Could you render every line of the rows below as a numbered list, skipping blank lines? Leave the pictures out.

[START EXERCISE MATERIALS]

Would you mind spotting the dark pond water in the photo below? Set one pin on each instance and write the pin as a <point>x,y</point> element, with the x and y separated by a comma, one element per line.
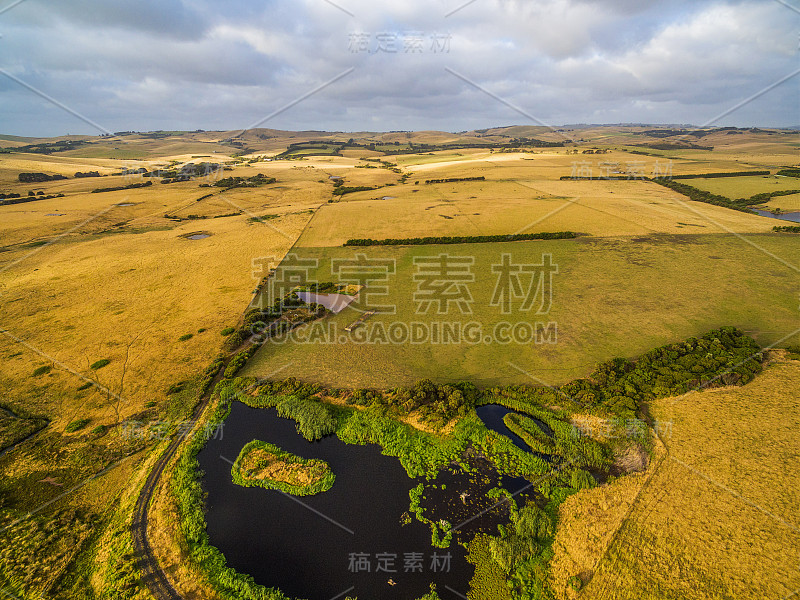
<point>290,543</point>
<point>794,217</point>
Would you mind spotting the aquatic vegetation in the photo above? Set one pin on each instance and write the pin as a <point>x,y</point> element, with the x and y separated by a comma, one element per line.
<point>264,464</point>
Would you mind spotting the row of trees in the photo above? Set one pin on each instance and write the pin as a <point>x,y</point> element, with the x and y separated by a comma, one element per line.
<point>618,387</point>
<point>38,177</point>
<point>123,187</point>
<point>456,179</point>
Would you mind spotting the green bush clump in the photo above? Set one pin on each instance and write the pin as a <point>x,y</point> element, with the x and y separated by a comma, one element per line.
<point>239,361</point>
<point>318,470</point>
<point>313,419</point>
<point>435,404</point>
<point>565,442</point>
<point>176,388</point>
<point>76,425</point>
<point>721,357</point>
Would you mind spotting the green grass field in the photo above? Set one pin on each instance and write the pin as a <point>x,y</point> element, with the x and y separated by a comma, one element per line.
<point>611,297</point>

[END EXERCISE MATERIALS]

ANSWER TO THIS EXERCISE →
1. Would you mind spotting the dark pond water in the photo below? Set one pin on each instance and write the pin as a <point>x,y</point> element, with the x and y separated by a comma, one element per line.
2. <point>290,543</point>
3. <point>794,217</point>
4. Would you mind spotting the aquatic vegetation in the photo above? Set one pin on each instance and write the pin as a <point>x,y</point> element, with the x and y separated by a comma, one element per line.
5. <point>264,464</point>
6. Would you mind spotting the row of trees in the photo above? Set one pin on each instance and write the pin as a <point>x,y</point> element, with the x and y separated by a comma, one element per line.
7. <point>618,387</point>
8. <point>38,177</point>
9. <point>123,187</point>
10. <point>456,179</point>
11. Would you mind spotting the green bush clump in the photo above? Set one pin on each instance and write the pin as a <point>x,y</point> element, with the x and y separated by a comma, one element per line.
12. <point>239,361</point>
13. <point>318,470</point>
14. <point>313,419</point>
15. <point>435,404</point>
16. <point>565,442</point>
17. <point>176,388</point>
18. <point>76,425</point>
19. <point>721,357</point>
20. Would you mind spotting the green grass field in the photo above? Set one pin on each instance and write the pin as a <point>x,y</point> element, with the x and y separated by a comma, one element per line.
21. <point>611,297</point>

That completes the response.